What is expected —
Make an exact copy of every record that follows.

─── Records provided ───

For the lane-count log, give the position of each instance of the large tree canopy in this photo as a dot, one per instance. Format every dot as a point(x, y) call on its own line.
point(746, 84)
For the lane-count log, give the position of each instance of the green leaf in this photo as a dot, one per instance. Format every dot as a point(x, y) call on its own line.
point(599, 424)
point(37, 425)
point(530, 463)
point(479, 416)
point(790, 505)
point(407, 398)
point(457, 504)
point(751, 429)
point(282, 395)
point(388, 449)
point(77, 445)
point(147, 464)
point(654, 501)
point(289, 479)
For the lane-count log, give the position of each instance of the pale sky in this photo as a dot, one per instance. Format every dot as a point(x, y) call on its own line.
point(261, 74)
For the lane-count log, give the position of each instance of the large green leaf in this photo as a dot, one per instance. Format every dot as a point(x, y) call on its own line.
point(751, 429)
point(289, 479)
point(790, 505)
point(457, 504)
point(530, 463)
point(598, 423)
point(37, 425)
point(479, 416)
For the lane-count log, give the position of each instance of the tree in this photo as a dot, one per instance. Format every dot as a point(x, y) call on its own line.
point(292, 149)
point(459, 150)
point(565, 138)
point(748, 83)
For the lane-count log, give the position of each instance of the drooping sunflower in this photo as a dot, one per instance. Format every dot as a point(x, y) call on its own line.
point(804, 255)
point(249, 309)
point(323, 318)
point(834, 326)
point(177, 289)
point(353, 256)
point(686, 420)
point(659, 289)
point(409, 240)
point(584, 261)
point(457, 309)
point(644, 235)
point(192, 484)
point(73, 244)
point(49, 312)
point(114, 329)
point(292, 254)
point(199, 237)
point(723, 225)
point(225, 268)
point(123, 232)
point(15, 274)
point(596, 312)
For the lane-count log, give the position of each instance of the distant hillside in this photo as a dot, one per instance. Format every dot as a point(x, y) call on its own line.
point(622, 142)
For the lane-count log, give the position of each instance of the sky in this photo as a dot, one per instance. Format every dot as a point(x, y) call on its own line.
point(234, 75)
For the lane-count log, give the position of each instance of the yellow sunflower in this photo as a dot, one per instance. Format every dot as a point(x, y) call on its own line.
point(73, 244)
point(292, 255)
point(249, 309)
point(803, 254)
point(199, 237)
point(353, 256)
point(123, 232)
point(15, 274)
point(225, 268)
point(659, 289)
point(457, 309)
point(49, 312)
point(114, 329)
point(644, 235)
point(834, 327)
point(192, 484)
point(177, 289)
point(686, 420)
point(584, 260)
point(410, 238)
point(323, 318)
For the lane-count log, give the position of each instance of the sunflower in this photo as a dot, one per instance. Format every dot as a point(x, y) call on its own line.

───

Answer —
For the lane-count log, give the position of each instance of the large tree canopy in this photo as a dot, one per instance. Format every dot as a point(x, y) call on its own line.
point(746, 84)
For the lane-count log, give the position of each instance of the green leaf in this photo as a dot, one per instance. Format every dot as a point(x, y) call on its own line.
point(599, 424)
point(37, 425)
point(530, 463)
point(479, 416)
point(790, 505)
point(407, 398)
point(457, 504)
point(751, 429)
point(282, 395)
point(388, 449)
point(77, 445)
point(147, 464)
point(654, 501)
point(289, 479)
For the lane-count log, give the position of each instance of the pale sky in this photo as a dot, one per instance. Format every dot as a point(x, y) call on its own line.
point(261, 74)
For the lane-count log, give the position of each instance of the large green leaf in this photo as a dot, one per instance. Format every dot as a point(x, y) call on its own line.
point(751, 429)
point(289, 479)
point(790, 505)
point(457, 504)
point(530, 463)
point(598, 423)
point(37, 425)
point(479, 416)
For the lane-count log, give the position of each instance of the tree in this photo as a dot, one per instance. Format every dot as a point(x, y) call on its own line.
point(292, 149)
point(459, 150)
point(565, 138)
point(748, 83)
For the lane-count log, give the position of each instance of the drooping sunflower in this photo as a dot, one per instance. Format every dot as a point(x, y) call on its own line.
point(804, 255)
point(249, 309)
point(323, 318)
point(834, 326)
point(177, 289)
point(353, 256)
point(686, 420)
point(659, 289)
point(409, 240)
point(584, 261)
point(457, 309)
point(644, 235)
point(192, 484)
point(73, 244)
point(49, 312)
point(114, 329)
point(292, 254)
point(199, 237)
point(723, 225)
point(225, 268)
point(123, 232)
point(15, 274)
point(596, 312)
For the lane-count log, give the position of each instance of the distant hillside in this photo as a dot, one per instance. Format every dot as a point(x, y) call on its own line.
point(622, 142)
For the lane-count log, give the position of each instance of the sky in this photo as a dot, one per instance. Format every dot as a point(x, y) call on its own line.
point(234, 75)
For the lane-count log, give the position of each instance of the yellow sunflower in this photo as a dot, one per instance. Format every dot as a point(x, y) call on its own line.
point(73, 244)
point(292, 255)
point(249, 309)
point(803, 254)
point(199, 237)
point(353, 256)
point(123, 232)
point(15, 274)
point(225, 268)
point(659, 289)
point(457, 309)
point(49, 312)
point(114, 329)
point(644, 235)
point(834, 327)
point(192, 484)
point(177, 289)
point(686, 420)
point(584, 260)
point(410, 238)
point(323, 318)
For the lane-count log, give the position of each instance of the sunflower in this photo as a dot, one per instance. Format every dot as a point(x, y) call on its own line.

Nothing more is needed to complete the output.